Yes , your true self "ATMA" the non existed one. The consciousness behind your physical body and your mind - The Awareful Witness - the one who is real you but not existed in this physical world. 🕉
As I sat in Biloxi, Mississippi, I found this album. And, in that moment, this song introduced me to Anne Rice and "Interview with the Vampire. " Yesssss...
As a fan of Anne Rice's Vampire Chronicles i gotta say I LOVE this song, since the first time i heard it (without have confirmed it was based on Anne's books) i knew it was about Anne's vampires. My favorites books!
@striva Anne wrote 10 books and together they are Vampire Chronicles and one of them is "Interview with the vampire" but this song was inspired by "The vampire Lestat", another book of The Chronicles, but it doesn't have movie like Interview...
when this song was released I was 15 and I knew this life of the song. It could be a vampire singing, yes. But to me it was anyone who is bound and drawn to a life that, before it is even lived, in his heart he's knowing, is destined to be... unusual. Yet, you go. Don't you... Yes. You do.
Most of you should know this song is not about vampires but a werewolf. Just because it is set in New Orleans and at this present time(2011) vampires are all the rage, this particular song is about a werewolf!
For all my years playing shows all over the south including many parts of LA, the one time I've gotten to go to Bourbon Street was on my honeymoon with my ex wife. She was from there originally, and we spent a few days at the Hyatt on the corner of Bourbon and Canal. The honeymoon was the best part of the whole marriage.
It's not about a werewolf, honey. The liner notes from "Dream of the Blue Turtles" clearly say that Sting wrote it after reading "Interview With The Vampire" when it was a new book, long before it was a movie.

Source data ▸
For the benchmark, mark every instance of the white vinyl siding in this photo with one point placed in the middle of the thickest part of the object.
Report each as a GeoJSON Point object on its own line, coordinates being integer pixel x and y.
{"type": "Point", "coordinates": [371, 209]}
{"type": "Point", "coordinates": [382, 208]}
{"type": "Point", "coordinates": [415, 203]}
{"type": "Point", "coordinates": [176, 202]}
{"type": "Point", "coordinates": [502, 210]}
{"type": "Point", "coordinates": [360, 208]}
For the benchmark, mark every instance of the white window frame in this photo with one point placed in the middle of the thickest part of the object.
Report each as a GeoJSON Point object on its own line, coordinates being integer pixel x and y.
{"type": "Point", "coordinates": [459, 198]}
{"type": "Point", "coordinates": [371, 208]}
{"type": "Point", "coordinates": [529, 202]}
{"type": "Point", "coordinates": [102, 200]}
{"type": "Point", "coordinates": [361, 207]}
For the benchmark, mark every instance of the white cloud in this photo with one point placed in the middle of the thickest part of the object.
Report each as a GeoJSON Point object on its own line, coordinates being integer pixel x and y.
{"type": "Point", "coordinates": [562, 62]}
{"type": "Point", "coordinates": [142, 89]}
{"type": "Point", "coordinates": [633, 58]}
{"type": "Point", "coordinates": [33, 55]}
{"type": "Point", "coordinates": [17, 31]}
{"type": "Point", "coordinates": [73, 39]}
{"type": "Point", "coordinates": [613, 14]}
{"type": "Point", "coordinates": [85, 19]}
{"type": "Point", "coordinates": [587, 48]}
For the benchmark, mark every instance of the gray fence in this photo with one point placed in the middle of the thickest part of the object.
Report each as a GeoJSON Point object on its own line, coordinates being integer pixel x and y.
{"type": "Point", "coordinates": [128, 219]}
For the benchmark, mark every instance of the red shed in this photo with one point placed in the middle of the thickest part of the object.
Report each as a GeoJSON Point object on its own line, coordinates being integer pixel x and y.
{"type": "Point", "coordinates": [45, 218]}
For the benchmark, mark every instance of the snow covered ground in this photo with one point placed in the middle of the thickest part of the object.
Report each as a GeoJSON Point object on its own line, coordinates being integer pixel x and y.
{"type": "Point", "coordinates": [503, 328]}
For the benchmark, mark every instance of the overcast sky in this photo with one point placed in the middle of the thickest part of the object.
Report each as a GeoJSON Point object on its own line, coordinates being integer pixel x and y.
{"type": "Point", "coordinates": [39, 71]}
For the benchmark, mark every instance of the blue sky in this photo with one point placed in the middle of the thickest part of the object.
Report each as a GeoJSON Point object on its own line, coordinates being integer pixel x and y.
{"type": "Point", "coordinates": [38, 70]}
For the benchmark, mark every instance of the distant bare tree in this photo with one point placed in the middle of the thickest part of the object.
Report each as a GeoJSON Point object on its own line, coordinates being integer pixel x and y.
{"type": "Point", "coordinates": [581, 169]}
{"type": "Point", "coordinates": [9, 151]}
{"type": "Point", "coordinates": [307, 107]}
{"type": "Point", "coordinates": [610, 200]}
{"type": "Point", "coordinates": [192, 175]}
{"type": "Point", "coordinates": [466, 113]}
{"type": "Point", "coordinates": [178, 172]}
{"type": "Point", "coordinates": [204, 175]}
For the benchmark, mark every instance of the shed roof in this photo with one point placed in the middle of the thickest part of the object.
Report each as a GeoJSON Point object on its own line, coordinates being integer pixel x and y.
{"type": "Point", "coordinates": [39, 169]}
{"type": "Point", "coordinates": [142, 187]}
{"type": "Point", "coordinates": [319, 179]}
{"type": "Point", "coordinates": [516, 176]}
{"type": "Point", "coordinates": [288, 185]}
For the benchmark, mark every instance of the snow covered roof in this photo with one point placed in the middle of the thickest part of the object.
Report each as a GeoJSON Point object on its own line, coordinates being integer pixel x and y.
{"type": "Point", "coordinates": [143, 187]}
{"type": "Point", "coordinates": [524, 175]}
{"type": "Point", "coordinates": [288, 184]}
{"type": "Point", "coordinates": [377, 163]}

Set of tasks ▸
A – Answer these from the comments:
(i) In which place was one commenter sitting upon finding the album?
(ii) Which hotel did a commenter stay at on the honeymoon?
(iii) According to the reply addressed to @striva, which book inspired the song?
B – Tally the lines of the entries that contain the string "white", counting only matches with the same case, and give only the number.

Problem solutions ▸
A –
(i) Biloxi, Mississippi
(ii) The Hyatt on the corner of Bourbon and Canal
(iii) "The vampire Lestat"

B – 3